• _Records_
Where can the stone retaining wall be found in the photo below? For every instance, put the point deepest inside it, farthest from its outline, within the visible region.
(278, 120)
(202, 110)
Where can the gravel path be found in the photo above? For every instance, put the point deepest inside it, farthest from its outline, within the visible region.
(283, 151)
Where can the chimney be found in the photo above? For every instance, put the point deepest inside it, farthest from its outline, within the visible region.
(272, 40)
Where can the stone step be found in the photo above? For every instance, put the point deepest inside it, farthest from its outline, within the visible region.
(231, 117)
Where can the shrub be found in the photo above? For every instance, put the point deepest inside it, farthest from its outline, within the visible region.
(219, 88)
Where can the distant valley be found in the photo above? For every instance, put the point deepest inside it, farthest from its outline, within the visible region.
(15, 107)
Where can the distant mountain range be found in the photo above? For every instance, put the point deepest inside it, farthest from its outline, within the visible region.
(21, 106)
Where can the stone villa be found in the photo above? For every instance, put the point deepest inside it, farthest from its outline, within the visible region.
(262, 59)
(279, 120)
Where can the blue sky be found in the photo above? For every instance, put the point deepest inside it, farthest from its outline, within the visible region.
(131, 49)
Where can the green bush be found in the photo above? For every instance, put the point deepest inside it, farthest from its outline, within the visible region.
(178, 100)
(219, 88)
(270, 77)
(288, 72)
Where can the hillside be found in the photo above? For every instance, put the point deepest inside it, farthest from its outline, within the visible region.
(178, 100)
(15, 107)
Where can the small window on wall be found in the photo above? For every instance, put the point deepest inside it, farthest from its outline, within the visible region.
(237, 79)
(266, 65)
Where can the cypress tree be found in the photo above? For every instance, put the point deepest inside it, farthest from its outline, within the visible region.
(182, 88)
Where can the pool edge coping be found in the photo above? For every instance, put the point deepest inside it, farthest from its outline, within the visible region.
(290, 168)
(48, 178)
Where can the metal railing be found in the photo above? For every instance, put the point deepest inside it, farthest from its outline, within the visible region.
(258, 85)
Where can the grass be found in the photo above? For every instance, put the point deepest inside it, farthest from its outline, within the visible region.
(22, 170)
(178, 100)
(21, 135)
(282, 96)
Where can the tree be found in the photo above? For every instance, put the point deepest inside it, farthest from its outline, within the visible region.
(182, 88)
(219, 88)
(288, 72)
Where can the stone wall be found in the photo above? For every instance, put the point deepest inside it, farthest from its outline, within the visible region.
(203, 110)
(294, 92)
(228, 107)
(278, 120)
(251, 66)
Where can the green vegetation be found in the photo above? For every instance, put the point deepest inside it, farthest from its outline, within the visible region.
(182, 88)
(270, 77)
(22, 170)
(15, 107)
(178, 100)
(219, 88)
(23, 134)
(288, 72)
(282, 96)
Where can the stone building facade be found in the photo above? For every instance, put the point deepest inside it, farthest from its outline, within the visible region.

* * *

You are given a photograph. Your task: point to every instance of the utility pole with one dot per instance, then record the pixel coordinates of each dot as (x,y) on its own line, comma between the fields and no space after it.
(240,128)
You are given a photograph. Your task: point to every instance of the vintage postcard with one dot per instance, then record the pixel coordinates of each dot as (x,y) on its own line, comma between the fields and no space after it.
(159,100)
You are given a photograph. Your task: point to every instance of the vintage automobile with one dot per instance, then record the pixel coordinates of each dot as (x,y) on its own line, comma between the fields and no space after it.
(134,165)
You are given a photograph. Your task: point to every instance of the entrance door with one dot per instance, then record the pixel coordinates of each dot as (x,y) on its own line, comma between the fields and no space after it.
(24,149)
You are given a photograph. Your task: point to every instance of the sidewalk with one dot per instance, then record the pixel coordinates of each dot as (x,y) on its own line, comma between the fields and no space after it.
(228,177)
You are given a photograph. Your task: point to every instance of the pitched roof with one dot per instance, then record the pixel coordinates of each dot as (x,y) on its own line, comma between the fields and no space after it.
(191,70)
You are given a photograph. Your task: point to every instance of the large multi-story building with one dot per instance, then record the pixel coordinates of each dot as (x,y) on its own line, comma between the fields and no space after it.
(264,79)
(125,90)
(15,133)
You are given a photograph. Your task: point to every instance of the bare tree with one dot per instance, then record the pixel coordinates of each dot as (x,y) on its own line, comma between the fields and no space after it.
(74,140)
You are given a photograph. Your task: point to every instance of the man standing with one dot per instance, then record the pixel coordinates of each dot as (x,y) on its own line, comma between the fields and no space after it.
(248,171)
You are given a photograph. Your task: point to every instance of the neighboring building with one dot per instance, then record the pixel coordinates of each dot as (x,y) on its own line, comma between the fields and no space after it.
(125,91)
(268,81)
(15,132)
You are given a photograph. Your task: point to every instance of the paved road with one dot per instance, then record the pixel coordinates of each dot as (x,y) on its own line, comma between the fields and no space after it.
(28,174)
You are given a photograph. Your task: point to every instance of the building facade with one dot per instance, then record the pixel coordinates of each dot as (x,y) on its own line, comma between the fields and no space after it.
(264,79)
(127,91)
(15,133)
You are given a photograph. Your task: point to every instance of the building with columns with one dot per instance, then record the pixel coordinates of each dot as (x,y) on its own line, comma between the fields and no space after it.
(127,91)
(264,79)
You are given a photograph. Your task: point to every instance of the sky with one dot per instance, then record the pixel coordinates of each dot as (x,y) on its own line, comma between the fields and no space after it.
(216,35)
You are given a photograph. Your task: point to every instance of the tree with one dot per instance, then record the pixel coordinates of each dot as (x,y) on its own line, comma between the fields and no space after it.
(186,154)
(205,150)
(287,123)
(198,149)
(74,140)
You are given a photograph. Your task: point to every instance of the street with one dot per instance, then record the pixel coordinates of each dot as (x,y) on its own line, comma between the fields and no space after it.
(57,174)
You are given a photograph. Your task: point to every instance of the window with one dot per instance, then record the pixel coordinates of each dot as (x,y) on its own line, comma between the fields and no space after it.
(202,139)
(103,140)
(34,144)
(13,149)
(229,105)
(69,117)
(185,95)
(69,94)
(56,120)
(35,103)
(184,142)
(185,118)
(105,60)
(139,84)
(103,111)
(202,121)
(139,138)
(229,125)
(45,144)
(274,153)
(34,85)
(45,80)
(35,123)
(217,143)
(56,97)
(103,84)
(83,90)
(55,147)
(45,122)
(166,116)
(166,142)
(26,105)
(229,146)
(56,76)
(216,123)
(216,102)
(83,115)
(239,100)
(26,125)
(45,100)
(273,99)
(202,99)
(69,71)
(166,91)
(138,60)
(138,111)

* * *

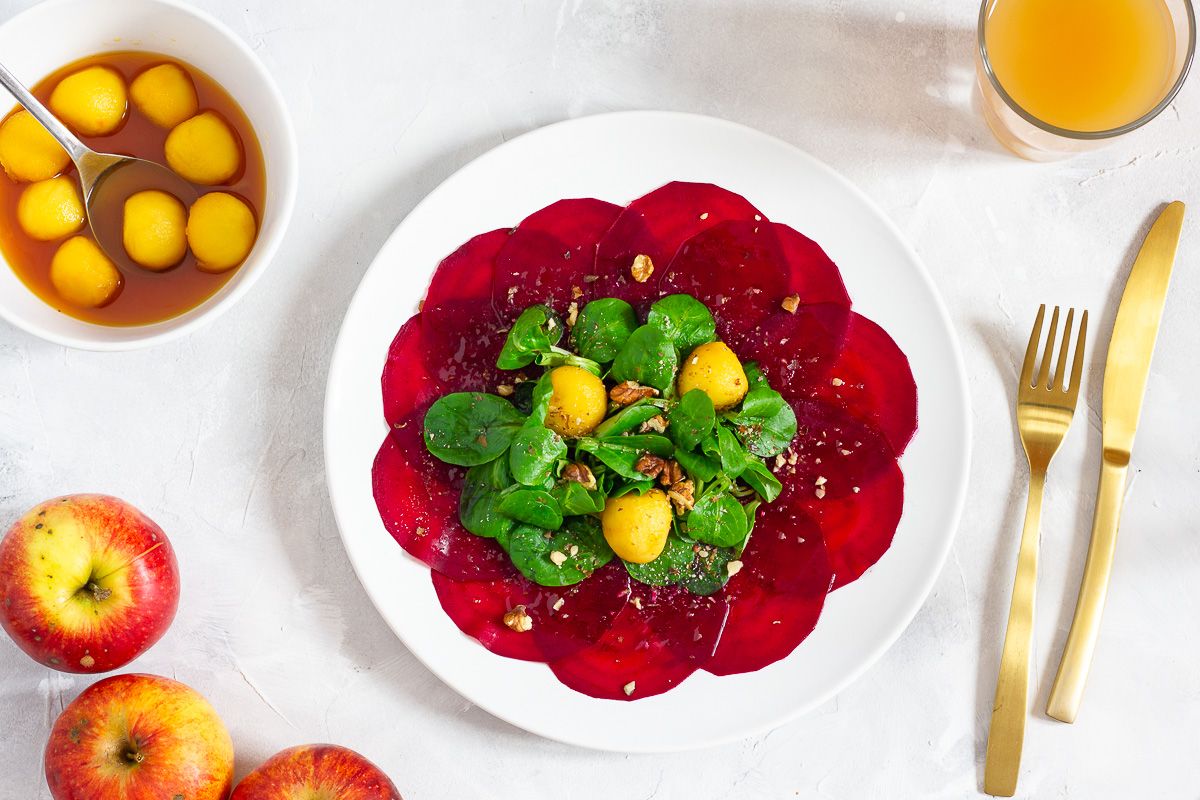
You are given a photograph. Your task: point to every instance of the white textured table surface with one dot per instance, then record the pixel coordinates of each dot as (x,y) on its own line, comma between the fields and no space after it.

• _Exercise aim_
Will you return exactly the lines above from the one with "Where can the stone wall" down to the one with "Where can the stone building", counting both as part of the range?

• _Your solution_
Where can the stone wall be found in the photo above? For every instance, put the point deepest inside it, farthest from its outline, within the visible region.
(203, 110)
(294, 92)
(228, 107)
(278, 120)
(251, 66)
Where can the green vegetation be found in the photo above? For every instance, put the point deepest inside it, farthest from its outline, within the visible region.
(182, 88)
(270, 77)
(22, 170)
(15, 107)
(178, 100)
(219, 88)
(23, 134)
(288, 72)
(282, 96)
Where can the stone building facade be found in the photo above? For every instance, put the point deepest inside it, farthest from its outline, within the visible region.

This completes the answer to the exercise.